## Data section
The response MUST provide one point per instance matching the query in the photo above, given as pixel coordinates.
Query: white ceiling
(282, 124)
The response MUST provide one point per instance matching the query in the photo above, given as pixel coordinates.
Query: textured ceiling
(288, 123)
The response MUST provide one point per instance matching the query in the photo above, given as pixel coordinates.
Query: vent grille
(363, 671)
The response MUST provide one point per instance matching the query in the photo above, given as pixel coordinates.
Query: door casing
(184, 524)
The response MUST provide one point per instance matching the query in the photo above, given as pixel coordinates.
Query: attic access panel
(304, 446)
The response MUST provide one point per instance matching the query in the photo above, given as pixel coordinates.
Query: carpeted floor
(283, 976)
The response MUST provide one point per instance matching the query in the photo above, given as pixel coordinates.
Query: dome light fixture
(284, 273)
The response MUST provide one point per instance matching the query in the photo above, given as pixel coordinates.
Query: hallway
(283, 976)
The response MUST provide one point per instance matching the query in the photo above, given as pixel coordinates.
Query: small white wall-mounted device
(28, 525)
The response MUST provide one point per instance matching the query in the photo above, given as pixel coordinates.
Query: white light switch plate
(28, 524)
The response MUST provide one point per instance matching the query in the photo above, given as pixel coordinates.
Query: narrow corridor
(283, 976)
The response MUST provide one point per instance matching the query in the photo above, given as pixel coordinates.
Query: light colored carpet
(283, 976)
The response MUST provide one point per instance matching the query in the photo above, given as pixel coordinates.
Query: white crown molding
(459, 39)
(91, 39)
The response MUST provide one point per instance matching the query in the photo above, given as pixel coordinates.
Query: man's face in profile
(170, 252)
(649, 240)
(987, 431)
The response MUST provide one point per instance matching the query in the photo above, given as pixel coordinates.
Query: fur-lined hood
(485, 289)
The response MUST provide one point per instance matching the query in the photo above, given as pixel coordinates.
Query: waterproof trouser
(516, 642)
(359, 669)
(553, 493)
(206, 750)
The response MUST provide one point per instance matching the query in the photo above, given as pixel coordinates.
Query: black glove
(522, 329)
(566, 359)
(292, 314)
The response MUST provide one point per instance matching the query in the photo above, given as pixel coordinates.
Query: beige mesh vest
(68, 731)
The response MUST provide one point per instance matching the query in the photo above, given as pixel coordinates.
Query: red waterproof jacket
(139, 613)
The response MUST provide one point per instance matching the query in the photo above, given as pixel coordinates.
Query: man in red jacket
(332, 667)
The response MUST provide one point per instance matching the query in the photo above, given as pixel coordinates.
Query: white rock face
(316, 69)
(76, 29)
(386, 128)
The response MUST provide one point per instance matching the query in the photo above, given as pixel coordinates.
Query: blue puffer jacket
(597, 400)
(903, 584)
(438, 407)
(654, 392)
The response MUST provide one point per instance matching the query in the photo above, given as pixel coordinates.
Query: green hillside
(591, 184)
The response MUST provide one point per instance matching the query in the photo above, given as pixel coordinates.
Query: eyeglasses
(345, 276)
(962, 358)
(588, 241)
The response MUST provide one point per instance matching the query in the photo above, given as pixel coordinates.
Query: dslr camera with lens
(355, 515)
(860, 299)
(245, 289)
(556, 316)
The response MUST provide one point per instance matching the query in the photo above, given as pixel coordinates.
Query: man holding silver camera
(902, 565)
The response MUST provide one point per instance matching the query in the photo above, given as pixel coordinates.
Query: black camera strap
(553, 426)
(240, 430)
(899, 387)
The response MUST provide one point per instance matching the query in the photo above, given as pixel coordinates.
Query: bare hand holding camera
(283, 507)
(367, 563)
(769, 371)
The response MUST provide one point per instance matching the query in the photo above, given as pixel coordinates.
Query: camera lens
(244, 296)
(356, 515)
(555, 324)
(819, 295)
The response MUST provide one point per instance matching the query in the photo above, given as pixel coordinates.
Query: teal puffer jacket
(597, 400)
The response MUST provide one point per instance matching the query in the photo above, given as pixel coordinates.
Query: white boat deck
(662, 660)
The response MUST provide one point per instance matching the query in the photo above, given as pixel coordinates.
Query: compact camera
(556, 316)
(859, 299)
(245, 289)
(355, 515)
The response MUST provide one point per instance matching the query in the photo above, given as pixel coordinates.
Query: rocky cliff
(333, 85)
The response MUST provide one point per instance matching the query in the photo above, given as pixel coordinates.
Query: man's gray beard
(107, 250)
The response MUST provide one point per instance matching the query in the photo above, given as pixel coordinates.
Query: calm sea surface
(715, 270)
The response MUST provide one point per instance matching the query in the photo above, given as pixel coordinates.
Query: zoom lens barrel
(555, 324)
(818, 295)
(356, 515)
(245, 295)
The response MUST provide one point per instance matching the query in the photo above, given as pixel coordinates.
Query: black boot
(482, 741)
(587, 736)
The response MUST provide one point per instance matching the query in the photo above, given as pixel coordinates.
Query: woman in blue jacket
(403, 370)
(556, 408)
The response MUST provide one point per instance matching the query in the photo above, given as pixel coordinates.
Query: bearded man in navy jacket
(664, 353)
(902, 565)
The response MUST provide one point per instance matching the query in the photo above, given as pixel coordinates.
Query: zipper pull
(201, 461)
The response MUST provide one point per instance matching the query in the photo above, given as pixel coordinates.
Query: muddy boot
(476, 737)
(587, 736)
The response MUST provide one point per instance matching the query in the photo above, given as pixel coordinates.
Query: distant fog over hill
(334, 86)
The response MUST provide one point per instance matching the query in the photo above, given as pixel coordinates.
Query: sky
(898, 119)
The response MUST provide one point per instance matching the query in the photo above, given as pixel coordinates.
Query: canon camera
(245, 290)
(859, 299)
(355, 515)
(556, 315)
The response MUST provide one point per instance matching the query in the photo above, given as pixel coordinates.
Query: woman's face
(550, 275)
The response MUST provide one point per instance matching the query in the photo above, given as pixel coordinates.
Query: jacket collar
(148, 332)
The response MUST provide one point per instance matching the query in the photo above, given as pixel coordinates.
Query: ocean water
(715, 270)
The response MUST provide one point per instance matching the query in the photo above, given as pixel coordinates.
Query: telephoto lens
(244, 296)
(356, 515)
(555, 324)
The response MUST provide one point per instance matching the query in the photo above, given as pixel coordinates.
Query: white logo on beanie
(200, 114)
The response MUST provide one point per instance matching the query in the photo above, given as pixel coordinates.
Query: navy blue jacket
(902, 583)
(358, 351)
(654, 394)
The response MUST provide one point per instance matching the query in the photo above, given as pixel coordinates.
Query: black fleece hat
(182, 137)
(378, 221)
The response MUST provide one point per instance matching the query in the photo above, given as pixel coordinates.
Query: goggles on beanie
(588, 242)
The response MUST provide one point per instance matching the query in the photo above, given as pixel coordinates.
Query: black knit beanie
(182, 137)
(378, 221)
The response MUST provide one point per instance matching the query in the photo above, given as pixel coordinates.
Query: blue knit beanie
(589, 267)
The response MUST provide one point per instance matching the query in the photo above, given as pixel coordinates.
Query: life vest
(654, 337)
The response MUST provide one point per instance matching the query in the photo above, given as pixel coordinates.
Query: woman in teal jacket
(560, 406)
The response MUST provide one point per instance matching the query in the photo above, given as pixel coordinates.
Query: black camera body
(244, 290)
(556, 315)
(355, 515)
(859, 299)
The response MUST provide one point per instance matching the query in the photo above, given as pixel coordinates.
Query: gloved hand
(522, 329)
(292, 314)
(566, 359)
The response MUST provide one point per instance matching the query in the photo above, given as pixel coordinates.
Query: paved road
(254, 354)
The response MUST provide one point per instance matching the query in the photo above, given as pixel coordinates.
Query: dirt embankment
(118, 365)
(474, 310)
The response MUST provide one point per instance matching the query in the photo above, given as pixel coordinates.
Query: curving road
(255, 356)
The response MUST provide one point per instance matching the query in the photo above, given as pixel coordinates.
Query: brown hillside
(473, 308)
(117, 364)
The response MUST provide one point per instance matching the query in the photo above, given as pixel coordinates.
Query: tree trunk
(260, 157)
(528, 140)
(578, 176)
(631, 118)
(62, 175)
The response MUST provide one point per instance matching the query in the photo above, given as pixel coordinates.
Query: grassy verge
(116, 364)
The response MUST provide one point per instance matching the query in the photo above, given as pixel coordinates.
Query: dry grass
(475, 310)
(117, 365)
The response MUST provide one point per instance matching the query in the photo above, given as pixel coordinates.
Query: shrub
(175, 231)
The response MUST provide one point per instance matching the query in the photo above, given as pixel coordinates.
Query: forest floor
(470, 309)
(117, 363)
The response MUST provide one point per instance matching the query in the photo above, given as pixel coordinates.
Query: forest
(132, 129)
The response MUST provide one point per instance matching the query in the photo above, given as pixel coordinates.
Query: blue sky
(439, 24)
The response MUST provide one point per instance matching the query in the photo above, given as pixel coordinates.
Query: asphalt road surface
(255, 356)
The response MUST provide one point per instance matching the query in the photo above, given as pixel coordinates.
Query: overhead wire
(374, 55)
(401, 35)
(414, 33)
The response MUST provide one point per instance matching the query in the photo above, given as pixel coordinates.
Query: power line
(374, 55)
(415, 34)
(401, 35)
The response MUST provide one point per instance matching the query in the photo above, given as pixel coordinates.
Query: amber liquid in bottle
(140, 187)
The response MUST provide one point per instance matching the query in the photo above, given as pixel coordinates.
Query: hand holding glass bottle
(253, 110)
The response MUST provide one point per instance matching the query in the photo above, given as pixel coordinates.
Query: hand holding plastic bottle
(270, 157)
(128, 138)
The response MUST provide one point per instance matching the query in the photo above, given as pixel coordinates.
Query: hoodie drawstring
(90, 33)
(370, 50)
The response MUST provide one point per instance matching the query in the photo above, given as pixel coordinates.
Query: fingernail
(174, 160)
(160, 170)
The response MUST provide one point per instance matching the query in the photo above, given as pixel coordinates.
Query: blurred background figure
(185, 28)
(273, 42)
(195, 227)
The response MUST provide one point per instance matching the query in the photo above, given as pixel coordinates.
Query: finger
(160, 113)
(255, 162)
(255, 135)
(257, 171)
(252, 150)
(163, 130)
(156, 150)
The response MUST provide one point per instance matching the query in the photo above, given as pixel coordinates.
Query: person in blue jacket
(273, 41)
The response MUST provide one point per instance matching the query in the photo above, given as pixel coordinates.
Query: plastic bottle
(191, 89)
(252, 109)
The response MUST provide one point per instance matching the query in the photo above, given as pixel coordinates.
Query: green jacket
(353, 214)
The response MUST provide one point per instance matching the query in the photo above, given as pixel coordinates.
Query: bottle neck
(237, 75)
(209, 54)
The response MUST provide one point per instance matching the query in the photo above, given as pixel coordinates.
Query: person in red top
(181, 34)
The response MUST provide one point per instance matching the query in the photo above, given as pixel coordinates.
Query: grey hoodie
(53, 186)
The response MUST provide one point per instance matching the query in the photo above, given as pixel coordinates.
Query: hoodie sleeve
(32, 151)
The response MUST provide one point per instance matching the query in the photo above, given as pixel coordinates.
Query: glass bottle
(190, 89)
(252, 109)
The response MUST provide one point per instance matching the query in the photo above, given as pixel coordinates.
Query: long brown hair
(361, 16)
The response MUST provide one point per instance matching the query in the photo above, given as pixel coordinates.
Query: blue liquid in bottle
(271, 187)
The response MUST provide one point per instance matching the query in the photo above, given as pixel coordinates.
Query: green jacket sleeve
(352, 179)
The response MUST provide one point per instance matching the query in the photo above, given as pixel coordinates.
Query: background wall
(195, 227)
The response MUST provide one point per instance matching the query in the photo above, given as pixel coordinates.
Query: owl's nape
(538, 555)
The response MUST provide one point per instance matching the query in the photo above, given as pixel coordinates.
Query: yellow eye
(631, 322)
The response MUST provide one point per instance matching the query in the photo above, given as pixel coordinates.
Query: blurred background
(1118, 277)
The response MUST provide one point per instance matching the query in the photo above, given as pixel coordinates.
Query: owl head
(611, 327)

## What to work on
Count the lines in the material above that contain the string "woman", and give only that number.

## Full solution
3